:: ИСХОДНЫЕ ДАННЫЕ ::

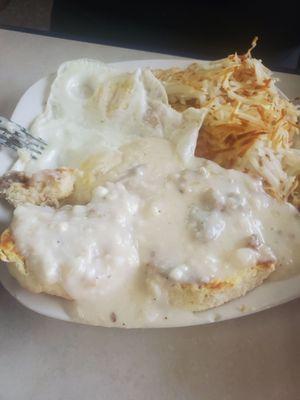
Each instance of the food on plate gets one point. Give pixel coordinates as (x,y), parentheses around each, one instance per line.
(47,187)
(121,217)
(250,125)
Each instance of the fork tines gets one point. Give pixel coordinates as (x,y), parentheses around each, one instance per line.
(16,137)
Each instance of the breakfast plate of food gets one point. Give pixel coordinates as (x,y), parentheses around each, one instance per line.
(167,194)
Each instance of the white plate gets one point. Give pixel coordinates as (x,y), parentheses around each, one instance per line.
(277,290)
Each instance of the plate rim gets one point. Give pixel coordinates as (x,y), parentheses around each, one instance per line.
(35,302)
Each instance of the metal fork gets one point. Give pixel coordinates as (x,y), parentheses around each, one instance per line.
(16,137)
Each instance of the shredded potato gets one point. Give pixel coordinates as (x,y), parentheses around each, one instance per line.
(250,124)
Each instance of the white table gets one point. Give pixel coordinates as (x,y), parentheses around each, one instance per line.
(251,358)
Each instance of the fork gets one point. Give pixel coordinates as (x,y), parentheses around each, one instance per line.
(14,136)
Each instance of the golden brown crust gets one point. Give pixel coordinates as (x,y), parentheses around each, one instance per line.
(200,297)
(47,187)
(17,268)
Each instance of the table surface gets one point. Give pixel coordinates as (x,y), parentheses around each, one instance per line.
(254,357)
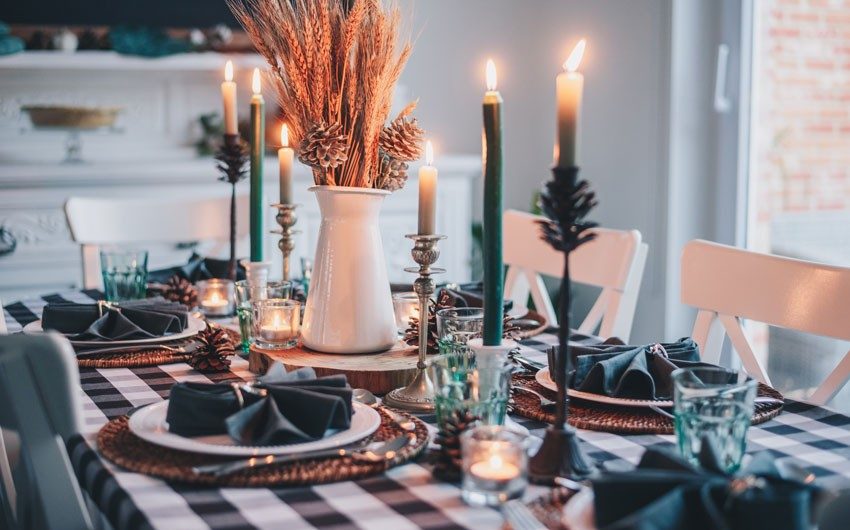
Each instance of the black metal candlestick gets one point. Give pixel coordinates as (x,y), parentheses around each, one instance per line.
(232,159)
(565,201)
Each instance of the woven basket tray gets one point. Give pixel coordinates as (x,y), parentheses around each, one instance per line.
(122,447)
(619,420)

:::

ЗАДАНИЕ
Перенесите все записи в нумерованный список, пропустив пустые строки. Картинки, пожалуйста, в ответ не включайте.

ОЖИДАЕМЫЙ РЕЗУЛЬТАТ
1. Each instance of the food on plate gets one point. Give pixel coordinates as (x,y), parentheses around each, one instance per line.
2. (47,187)
3. (121,217)
4. (250,125)
5. Each instance of the fork tines gets one point. Give pixel coordinates as (x,y), parentheses around each, one instance per line.
6. (16,137)
7. Each instance of the breakfast plate of food gets one point. Give pixel coordinates as (x,y), parentheses around each, one instance per line.
8. (167,194)
9. Each instance of the white plate gets one point. Give pixel coordinates as (x,y), parentheses around each, one instance per line.
10. (277,290)
11. Each instance of the plate rim gets one point. Give pixel coordinates as (x,y), parentheses around each, one instance per line.
12. (35,302)
13. Each instance of the metal fork gets one point. Give pixel coordinates as (x,y), parentheses around each, one instance per line.
14. (16,137)
15. Each instance of the shredded potato gets one point. Give pixel coordinates as (x,y), parentheses around each, one instance per line.
16. (250,124)
17. Each instance of the white table gets one point. Give pixel coordinates as (x,y), parentheses around each, one instance per line.
18. (251,358)
19. Each instance of the fork gets one point. Give pixel coordinates as (x,y), parentheses around each, one instance per line.
20. (14,136)
21. Each instance of the golden brown crust gets one point. Give pixel coordinates as (x,y), parentheses around each, one instance per line.
22. (200,297)
23. (47,187)
24. (17,268)
25. Each instance of the table surface gets one point. Give pixel coordinates as (x,y), parentheses around each, one instance per line.
26. (254,357)
27. Each instance of the black metal candlestick gets one point. Give pixel coordinates as (x,y), parentheses around each, one instance per line.
28. (232,159)
29. (565,201)
30. Each instance of the woven basket tray gets one point. Give pixel coordinates as (x,y), parentheses around each, one instance per line.
31. (122,447)
32. (619,420)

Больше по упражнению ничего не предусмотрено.